+++ EXTRACTED DATA +++
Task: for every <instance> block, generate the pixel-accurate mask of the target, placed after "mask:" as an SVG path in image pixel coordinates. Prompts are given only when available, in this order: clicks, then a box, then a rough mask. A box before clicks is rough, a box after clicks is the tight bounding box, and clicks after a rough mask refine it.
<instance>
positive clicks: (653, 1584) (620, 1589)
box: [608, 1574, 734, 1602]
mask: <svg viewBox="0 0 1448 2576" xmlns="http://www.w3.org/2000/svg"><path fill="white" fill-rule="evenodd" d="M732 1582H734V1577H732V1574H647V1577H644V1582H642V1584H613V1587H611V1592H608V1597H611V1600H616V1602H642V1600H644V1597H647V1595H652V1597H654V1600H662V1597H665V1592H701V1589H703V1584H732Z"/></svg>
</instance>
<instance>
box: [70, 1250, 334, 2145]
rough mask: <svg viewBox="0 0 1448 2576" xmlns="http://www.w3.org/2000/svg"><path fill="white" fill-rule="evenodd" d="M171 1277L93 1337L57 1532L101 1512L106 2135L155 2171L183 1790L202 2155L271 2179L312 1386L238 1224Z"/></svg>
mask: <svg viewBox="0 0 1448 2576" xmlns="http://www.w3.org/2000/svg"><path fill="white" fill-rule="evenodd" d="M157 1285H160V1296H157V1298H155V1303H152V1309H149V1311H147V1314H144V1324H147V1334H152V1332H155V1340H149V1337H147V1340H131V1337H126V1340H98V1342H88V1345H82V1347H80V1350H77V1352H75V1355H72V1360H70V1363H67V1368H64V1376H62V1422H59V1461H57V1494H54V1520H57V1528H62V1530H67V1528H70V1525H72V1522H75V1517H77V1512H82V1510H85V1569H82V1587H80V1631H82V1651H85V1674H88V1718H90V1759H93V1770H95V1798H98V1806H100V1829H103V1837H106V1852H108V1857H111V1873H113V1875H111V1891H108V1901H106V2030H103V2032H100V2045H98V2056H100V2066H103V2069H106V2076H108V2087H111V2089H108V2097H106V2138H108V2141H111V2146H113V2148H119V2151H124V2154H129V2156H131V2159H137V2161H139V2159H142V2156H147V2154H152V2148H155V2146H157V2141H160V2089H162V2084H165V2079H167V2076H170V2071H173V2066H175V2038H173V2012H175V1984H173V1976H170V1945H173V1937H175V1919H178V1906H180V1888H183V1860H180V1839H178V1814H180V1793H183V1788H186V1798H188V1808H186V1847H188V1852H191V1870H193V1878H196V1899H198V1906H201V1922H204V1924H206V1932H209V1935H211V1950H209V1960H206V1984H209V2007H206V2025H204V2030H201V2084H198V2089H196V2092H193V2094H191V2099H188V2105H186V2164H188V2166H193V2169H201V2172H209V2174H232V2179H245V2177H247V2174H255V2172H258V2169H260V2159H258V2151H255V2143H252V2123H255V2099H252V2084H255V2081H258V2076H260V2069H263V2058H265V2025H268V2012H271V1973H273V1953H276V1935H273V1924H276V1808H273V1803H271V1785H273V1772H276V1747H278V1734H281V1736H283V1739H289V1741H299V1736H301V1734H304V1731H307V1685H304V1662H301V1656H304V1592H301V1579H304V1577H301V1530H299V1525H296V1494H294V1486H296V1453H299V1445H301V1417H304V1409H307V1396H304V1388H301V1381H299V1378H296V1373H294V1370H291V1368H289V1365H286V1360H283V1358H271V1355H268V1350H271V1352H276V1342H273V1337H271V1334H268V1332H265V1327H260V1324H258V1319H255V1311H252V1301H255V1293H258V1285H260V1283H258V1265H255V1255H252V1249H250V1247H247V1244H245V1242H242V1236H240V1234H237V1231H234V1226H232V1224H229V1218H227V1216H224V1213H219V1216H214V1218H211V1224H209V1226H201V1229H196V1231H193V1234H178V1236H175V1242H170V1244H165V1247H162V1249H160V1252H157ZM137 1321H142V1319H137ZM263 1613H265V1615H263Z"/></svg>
+++
EXERCISE GOAL:
Transcribe the records exactly as given.

RESPONSE TO THE EXERCISE:
Task: for every <instance> block, generate the pixel-accurate mask of the target, placed after "mask:" as an SVG path in image pixel coordinates. Prompts are given only when available, in this order: clicks, then a box, then a rough mask. A box before clicks is rough, a box after clicks is the tight bounding box, and clicks after a rough mask refine it.
<instance>
positive clicks: (653, 1584) (620, 1589)
box: [608, 1574, 734, 1602]
mask: <svg viewBox="0 0 1448 2576" xmlns="http://www.w3.org/2000/svg"><path fill="white" fill-rule="evenodd" d="M732 1582H734V1577H732V1574H647V1577H644V1582H642V1584H613V1587H611V1592H608V1597H611V1600H616V1602H642V1600H644V1597H647V1595H652V1597H654V1600H662V1597H665V1592H701V1589H703V1584H732Z"/></svg>
</instance>
<instance>
box: [70, 1250, 334, 2145]
rough mask: <svg viewBox="0 0 1448 2576" xmlns="http://www.w3.org/2000/svg"><path fill="white" fill-rule="evenodd" d="M171 1277L93 1337L57 1532L101 1512L106 2135L155 2171L183 1790L202 2155L271 2179L312 1386L238 1224Z"/></svg>
mask: <svg viewBox="0 0 1448 2576" xmlns="http://www.w3.org/2000/svg"><path fill="white" fill-rule="evenodd" d="M157 1285H160V1296H157V1298H155V1303H152V1309H149V1311H147V1314H144V1324H147V1334H152V1332H155V1340H149V1337H147V1340H131V1337H126V1340H98V1342H88V1345H82V1347H80V1350H77V1352H75V1355H72V1360H70V1363H67V1368H64V1376H62V1422H59V1461H57V1494H54V1520H57V1528H62V1530H67V1528H70V1525H72V1522H75V1517H77V1512H82V1510H85V1569H82V1587H80V1631H82V1651H85V1674H88V1718H90V1759H93V1770H95V1798H98V1806H100V1829H103V1837H106V1852H108V1857H111V1873H113V1875H111V1891H108V1901H106V2030H103V2032H100V2045H98V2056H100V2066H103V2069H106V2076H108V2087H111V2089H108V2097H106V2138H108V2141H111V2146H113V2148H119V2151H124V2154H129V2156H131V2159H137V2161H139V2159H142V2156H147V2154H152V2148H155V2146H157V2141H160V2089H162V2084H165V2079H167V2076H170V2071H173V2066H175V2038H173V2012H175V1984H173V1976H170V1945H173V1937H175V1919H178V1906H180V1888H183V1860H180V1839H178V1814H180V1793H183V1788H186V1798H188V1808H186V1847H188V1852H191V1870H193V1878H196V1899H198V1906H201V1922H204V1924H206V1932H209V1935H211V1950H209V1960H206V1984H209V2007H206V2025H204V2030H201V2084H198V2089H196V2092H193V2094H191V2099H188V2105H186V2164H188V2166H193V2169H201V2172H209V2174H232V2179H245V2177H247V2174H255V2172H258V2169H260V2159H258V2151H255V2143H252V2123H255V2099H252V2084H255V2081H258V2076H260V2069H263V2058H265V2025H268V2012H271V1973H273V1953H276V1935H273V1924H276V1808H273V1803H271V1785H273V1772H276V1747H278V1734H281V1736H283V1739H289V1741H299V1736H301V1734H304V1731H307V1685H304V1662H301V1656H304V1592H301V1579H304V1577H301V1530H299V1525H296V1494H294V1486H296V1453H299V1445H301V1417H304V1409H307V1396H304V1388H301V1381H299V1378H296V1373H294V1370H291V1368H289V1365H286V1360H283V1358H271V1355H268V1350H271V1352H276V1342H273V1337H271V1334H268V1332H265V1327H260V1324H258V1319H255V1311H252V1301H255V1293H258V1285H260V1283H258V1265H255V1255H252V1249H250V1247H247V1244H245V1242H242V1236H240V1234H237V1231H234V1226H232V1224H229V1218H227V1216H224V1213H219V1216H214V1218H211V1224H209V1226H201V1229H196V1231H193V1234H178V1236H175V1242H170V1244H165V1247H162V1249H160V1252H157ZM137 1321H142V1319H137ZM263 1613H265V1615H263Z"/></svg>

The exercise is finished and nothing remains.